──────── RECORDS PROVIDED ────────

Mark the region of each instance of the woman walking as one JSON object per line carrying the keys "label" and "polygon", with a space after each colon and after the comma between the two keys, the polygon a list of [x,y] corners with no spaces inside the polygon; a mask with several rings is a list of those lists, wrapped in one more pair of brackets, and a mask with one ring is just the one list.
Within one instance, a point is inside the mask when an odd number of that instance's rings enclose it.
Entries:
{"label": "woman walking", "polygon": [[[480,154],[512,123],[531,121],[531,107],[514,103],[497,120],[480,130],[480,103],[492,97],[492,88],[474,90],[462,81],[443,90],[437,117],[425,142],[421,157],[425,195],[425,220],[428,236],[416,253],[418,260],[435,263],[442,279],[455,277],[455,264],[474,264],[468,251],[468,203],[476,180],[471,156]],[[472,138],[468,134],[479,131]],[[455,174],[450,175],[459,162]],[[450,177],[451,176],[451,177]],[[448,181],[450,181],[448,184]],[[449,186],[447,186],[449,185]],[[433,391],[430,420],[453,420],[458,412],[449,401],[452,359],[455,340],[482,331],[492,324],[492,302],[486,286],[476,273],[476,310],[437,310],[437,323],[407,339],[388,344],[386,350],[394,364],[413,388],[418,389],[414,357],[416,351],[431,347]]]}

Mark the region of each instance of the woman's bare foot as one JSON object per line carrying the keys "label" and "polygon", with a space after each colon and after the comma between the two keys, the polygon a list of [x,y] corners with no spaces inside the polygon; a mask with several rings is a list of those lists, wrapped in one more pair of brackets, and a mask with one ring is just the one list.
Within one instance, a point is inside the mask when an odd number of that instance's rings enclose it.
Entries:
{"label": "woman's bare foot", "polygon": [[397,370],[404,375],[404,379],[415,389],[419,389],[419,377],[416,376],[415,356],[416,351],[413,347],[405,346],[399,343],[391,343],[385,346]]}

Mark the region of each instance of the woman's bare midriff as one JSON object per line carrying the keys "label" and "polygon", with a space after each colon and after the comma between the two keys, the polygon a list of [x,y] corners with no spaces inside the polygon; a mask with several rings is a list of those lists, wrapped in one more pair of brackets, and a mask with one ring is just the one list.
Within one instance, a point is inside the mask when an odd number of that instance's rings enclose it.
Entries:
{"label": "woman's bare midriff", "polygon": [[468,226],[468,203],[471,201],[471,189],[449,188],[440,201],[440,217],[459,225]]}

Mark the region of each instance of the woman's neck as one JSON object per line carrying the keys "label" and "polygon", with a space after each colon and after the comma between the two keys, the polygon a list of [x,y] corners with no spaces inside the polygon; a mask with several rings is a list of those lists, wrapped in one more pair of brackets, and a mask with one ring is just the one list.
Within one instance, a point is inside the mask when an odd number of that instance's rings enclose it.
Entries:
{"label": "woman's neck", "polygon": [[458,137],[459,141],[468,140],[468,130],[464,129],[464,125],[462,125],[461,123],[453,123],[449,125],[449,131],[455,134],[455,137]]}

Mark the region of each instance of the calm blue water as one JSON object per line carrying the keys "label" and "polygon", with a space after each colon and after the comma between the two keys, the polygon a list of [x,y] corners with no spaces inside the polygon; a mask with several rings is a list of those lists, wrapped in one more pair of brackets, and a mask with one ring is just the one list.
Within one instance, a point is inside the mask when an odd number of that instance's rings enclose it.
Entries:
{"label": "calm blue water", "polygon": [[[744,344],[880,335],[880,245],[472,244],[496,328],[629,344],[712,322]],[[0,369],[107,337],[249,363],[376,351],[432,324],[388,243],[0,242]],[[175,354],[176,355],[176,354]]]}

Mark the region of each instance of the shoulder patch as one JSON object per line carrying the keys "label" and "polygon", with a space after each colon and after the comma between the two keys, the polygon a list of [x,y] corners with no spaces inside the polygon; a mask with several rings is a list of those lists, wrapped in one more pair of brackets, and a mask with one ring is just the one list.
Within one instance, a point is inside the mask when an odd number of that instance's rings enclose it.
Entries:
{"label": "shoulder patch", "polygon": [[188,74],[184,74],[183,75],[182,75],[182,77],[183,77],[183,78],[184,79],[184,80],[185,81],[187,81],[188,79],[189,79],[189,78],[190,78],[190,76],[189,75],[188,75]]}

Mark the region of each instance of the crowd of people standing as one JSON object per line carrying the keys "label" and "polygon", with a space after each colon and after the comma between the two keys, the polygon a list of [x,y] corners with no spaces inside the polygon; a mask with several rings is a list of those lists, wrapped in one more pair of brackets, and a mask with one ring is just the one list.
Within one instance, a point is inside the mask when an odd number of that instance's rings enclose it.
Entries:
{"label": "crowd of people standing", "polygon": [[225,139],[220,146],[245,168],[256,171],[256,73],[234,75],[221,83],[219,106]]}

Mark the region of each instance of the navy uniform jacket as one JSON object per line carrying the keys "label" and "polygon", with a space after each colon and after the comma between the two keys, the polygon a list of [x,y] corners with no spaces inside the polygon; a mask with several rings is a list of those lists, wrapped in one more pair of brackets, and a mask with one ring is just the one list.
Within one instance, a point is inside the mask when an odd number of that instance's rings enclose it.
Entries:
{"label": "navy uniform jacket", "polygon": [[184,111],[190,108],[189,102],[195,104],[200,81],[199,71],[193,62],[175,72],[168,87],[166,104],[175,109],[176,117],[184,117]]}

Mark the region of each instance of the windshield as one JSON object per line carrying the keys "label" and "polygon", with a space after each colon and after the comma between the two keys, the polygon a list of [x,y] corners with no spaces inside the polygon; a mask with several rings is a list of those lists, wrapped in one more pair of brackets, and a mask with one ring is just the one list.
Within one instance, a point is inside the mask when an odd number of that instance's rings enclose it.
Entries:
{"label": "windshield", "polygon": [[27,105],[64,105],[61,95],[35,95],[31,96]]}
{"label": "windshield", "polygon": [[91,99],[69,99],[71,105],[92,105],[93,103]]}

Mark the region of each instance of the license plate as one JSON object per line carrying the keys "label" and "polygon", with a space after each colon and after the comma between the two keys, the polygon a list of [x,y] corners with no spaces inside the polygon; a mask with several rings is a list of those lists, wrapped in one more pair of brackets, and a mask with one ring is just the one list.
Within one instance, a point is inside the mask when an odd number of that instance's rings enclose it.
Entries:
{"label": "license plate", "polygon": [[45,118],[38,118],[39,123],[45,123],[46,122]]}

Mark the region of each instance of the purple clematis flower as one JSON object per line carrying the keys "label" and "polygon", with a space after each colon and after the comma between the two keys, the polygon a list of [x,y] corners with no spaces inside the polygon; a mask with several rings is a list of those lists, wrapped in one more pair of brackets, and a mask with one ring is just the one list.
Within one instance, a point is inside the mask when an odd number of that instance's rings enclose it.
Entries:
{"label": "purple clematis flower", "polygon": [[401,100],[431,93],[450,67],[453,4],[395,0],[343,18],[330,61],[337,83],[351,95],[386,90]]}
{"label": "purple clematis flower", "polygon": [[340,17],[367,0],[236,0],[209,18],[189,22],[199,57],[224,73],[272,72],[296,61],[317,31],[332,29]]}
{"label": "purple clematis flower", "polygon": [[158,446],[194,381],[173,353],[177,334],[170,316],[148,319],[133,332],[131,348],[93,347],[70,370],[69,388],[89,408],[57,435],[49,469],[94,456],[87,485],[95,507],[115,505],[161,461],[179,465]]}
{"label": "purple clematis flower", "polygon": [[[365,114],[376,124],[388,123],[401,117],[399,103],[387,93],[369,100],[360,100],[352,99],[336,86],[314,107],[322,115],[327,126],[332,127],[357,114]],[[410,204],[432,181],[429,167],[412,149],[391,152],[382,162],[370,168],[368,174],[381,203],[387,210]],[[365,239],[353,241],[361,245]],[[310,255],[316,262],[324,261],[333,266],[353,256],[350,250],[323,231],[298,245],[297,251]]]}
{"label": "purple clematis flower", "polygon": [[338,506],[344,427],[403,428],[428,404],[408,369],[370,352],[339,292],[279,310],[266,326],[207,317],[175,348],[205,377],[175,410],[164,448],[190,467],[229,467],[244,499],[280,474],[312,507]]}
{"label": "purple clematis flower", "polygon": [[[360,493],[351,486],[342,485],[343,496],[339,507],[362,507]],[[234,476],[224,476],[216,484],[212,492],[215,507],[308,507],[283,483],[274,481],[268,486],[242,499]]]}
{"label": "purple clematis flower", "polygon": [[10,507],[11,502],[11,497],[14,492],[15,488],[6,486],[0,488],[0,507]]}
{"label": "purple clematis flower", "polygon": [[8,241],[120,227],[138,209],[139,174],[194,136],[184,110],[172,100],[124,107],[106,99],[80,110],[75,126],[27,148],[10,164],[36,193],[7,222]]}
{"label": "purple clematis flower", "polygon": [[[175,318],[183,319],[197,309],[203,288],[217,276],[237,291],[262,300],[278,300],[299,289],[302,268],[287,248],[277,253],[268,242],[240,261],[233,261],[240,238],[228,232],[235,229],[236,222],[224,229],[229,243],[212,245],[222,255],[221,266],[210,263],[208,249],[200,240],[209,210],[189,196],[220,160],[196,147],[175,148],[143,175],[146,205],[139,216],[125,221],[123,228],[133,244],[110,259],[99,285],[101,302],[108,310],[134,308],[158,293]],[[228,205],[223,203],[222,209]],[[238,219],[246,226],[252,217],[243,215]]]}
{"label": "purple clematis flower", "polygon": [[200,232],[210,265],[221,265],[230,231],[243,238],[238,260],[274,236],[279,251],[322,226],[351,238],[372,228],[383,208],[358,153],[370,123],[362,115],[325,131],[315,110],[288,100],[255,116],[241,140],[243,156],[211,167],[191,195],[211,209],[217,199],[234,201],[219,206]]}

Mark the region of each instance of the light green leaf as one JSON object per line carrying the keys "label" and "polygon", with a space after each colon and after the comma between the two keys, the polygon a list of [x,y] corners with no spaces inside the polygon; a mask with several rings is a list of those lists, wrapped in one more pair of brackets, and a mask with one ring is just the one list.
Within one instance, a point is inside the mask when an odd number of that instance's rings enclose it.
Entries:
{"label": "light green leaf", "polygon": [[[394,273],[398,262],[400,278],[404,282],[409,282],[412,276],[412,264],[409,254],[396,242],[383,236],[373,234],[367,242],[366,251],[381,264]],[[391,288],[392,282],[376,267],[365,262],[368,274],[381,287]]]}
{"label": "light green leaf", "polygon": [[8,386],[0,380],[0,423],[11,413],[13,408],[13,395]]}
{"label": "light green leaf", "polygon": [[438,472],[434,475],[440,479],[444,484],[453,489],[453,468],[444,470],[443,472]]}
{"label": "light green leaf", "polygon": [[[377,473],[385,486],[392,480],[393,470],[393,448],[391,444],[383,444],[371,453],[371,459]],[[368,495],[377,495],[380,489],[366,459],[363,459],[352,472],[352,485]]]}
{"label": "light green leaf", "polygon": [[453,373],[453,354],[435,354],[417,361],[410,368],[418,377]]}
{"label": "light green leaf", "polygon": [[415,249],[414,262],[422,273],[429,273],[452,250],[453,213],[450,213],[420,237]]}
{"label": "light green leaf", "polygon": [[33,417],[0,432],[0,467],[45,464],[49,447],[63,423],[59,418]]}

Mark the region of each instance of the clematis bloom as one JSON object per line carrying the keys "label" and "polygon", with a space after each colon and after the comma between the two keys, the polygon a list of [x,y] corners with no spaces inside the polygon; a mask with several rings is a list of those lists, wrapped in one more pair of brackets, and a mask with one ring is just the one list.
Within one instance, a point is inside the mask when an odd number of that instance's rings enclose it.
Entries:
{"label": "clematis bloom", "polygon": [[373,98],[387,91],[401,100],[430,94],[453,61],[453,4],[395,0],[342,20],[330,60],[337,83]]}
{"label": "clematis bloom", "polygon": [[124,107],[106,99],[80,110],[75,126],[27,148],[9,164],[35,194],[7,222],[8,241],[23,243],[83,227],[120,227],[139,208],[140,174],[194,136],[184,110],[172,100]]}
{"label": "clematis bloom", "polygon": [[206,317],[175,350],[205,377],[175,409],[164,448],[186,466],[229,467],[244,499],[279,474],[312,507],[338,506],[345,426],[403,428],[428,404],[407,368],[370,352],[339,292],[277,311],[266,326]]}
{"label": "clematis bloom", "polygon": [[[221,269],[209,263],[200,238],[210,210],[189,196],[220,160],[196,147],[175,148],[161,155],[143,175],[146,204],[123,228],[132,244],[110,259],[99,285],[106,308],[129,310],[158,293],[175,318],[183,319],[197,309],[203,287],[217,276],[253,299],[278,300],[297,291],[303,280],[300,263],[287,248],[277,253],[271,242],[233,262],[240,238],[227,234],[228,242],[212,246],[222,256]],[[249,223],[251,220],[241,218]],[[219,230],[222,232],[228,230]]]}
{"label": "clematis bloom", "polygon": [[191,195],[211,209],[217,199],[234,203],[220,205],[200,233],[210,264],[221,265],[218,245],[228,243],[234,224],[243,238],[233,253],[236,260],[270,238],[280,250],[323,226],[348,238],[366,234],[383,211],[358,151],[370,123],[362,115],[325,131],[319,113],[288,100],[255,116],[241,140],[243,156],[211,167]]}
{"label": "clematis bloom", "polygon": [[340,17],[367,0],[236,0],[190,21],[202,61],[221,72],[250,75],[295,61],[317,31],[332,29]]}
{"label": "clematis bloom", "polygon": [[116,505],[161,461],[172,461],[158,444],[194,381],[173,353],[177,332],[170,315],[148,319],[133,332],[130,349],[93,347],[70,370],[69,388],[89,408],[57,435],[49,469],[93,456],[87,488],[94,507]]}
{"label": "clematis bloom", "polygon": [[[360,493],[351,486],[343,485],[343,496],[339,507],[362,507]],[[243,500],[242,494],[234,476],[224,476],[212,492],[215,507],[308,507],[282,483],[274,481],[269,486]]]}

────────

Count the lines of the records that contain the word "license" and give only that number.

* EXPECTED ANSWER *
2